* **Dataset**
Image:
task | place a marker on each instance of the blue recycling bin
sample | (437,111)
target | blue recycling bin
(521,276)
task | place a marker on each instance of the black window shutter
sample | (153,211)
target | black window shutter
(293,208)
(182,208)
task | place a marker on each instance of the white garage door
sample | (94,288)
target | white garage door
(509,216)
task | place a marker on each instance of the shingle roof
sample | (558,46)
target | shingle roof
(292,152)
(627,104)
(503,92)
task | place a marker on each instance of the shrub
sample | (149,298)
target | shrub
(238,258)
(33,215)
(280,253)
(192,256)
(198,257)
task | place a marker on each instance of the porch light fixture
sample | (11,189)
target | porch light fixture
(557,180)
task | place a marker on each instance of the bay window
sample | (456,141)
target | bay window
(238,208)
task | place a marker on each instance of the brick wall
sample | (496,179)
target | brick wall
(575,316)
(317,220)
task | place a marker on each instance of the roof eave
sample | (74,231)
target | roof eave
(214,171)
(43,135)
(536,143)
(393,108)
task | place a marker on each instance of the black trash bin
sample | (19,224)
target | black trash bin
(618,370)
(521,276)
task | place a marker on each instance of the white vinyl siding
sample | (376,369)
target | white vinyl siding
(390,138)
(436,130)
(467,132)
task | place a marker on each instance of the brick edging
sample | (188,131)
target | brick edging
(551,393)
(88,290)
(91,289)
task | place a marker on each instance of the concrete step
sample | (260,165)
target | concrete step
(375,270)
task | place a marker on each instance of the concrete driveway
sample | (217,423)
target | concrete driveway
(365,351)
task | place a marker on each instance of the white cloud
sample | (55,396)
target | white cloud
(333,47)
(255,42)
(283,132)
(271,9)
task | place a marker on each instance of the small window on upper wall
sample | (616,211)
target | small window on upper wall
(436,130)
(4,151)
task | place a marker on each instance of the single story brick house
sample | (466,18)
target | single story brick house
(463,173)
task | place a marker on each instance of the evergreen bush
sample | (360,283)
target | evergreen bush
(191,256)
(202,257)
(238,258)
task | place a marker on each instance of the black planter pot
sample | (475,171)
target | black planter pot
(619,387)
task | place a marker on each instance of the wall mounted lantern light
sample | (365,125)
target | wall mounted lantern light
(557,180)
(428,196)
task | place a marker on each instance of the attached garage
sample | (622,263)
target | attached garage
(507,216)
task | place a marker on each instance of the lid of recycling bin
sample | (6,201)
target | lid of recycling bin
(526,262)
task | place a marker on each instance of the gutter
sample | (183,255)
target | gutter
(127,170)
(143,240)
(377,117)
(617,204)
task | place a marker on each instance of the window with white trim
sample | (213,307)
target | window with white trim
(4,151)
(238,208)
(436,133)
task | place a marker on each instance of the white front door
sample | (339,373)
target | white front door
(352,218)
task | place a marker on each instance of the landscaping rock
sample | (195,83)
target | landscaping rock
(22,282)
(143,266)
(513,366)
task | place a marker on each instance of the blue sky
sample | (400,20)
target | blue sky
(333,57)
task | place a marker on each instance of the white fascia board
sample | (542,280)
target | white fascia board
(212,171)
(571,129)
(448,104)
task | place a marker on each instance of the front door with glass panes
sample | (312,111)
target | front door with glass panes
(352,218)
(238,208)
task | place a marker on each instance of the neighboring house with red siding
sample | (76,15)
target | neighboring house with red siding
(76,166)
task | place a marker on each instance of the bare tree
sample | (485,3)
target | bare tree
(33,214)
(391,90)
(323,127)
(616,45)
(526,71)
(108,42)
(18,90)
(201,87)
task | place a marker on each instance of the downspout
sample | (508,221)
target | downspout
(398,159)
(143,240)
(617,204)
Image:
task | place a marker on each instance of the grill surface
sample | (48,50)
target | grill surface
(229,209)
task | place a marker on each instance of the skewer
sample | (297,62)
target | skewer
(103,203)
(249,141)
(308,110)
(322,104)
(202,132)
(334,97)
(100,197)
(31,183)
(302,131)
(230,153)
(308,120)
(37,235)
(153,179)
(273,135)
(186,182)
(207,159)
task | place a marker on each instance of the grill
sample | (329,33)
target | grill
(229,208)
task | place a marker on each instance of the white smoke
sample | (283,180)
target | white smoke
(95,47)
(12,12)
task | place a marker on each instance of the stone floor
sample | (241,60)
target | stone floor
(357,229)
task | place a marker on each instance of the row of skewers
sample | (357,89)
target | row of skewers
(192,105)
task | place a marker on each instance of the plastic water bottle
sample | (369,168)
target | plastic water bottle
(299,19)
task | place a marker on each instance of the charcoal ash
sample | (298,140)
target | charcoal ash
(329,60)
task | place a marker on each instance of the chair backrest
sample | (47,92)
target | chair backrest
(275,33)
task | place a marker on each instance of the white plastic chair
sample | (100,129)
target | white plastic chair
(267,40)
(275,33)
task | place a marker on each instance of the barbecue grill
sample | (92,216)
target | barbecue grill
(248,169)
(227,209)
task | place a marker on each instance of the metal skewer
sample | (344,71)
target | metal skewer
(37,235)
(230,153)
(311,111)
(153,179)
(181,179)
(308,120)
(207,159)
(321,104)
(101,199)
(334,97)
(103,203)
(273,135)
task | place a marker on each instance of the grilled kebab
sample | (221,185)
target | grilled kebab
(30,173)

* **Instructions to follow**
Only the lines from the one containing "task | place a marker on each instance of the chair" to the end of the records should be repeated, exactly as they appear.

* **Exercise result**
task | place a marker on each instance of the chair backrest
sample | (47,92)
target | chair backrest
(275,33)
task | place a marker on each instance of the white plastic chair
sample | (100,129)
target | white plastic chair
(267,40)
(275,33)
task | place a marker on each instance of the barbecue grill
sample | (92,216)
target | barbecue grill
(248,169)
(227,209)
task | place a marker on each instance of the metal skewer
sample | (344,71)
target | metal skewer
(37,235)
(230,153)
(311,111)
(153,179)
(181,179)
(308,120)
(207,159)
(321,104)
(101,199)
(334,97)
(103,203)
(273,135)
task | place a marker on each instance of the grilled kebab
sample | (221,185)
target | grilled kebab
(30,173)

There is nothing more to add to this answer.